Start of Extracted data
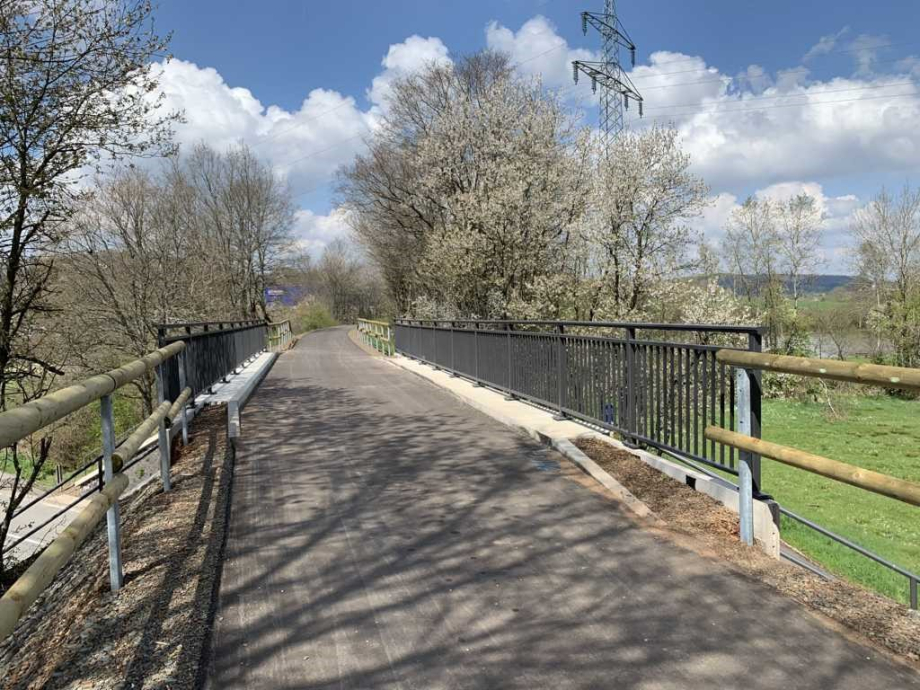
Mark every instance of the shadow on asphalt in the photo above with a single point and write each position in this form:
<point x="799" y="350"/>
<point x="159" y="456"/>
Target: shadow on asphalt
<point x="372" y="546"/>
End of Extracted data
Start of Extracted data
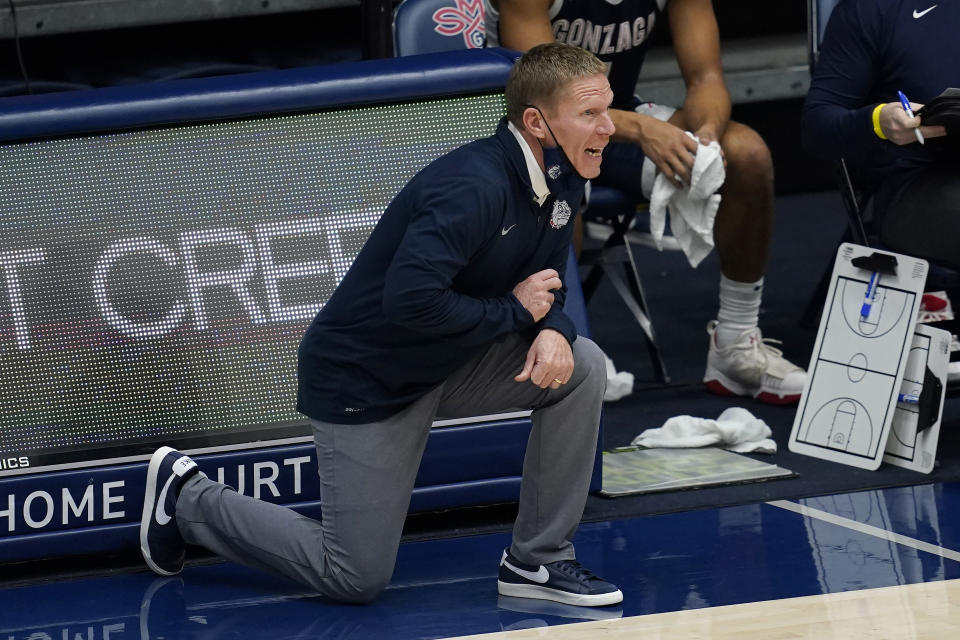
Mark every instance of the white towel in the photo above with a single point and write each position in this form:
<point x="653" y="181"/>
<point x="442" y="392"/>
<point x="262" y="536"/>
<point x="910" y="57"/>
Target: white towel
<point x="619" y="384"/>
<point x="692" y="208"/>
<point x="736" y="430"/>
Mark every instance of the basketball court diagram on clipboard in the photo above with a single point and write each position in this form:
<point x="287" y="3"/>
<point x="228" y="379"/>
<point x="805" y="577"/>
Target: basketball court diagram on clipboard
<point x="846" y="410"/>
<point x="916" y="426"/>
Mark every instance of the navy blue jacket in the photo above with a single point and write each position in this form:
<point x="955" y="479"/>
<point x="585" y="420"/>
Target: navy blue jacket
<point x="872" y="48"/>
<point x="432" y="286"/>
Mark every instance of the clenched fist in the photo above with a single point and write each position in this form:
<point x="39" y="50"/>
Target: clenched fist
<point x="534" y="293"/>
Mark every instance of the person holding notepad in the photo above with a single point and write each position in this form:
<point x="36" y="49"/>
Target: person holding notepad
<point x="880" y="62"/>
End of Extracted data
Exercise instructions: Show every line of the data above that contains the string "court", matching case exactly.

Exercise result:
Mark every instance of the basketball court diagram on clipboard in the photo above with a single point and write each position in this form:
Target: basketball court diagram on clipboard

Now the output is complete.